▶ Task directions: Word for word, restate all of the entries.

##### Supplied material

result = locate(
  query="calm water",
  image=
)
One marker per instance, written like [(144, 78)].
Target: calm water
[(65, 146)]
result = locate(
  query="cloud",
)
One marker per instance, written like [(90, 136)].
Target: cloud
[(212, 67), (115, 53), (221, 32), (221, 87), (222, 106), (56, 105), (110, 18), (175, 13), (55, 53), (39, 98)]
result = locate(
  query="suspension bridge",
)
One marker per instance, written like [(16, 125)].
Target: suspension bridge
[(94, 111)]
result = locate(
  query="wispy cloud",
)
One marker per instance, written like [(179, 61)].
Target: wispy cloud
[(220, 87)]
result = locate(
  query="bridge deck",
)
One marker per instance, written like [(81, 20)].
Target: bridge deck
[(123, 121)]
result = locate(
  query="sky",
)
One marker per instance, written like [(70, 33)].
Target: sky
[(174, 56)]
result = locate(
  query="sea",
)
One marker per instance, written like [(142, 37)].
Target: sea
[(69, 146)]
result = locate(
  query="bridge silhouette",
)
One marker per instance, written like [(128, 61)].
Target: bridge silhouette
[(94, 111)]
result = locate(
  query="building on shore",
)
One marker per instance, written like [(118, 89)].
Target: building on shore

##########

▶ Solution:
result = locate(
  query="calm water",
  image=
)
One marker per instance, written like [(144, 78)].
Target: calm water
[(65, 146)]
result = locate(
  query="cloud",
)
One marker per instance, written like [(90, 136)].
Target: cloud
[(212, 67), (115, 53), (221, 32), (221, 87), (222, 106), (56, 105), (110, 18), (175, 13), (55, 53), (39, 98)]
result = locate(
  query="suspension bridge",
)
One marker per instance, written like [(16, 125)].
Target: suspension bridge
[(94, 111)]
result = locate(
  query="wispy cloud",
)
One marker per instance, written like [(179, 61)].
Target: wispy cloud
[(220, 87)]
result = locate(
  query="bridge deck",
)
One marker per instance, written like [(81, 20)].
Target: bridge deck
[(123, 121)]
result = locate(
  query="sky",
)
One marker per instance, written like [(70, 33)].
Target: sky
[(174, 56)]
result = locate(
  query="sea",
)
One marker per instance, written like [(142, 37)].
Target: sea
[(69, 146)]
result = locate(
  query="bridge silhouette",
)
One marker per instance, written like [(128, 61)].
Target: bridge silhouette
[(94, 111)]
result = locate(
  query="building on shore",
)
One marker per instance, written like [(118, 89)].
Target: building on shore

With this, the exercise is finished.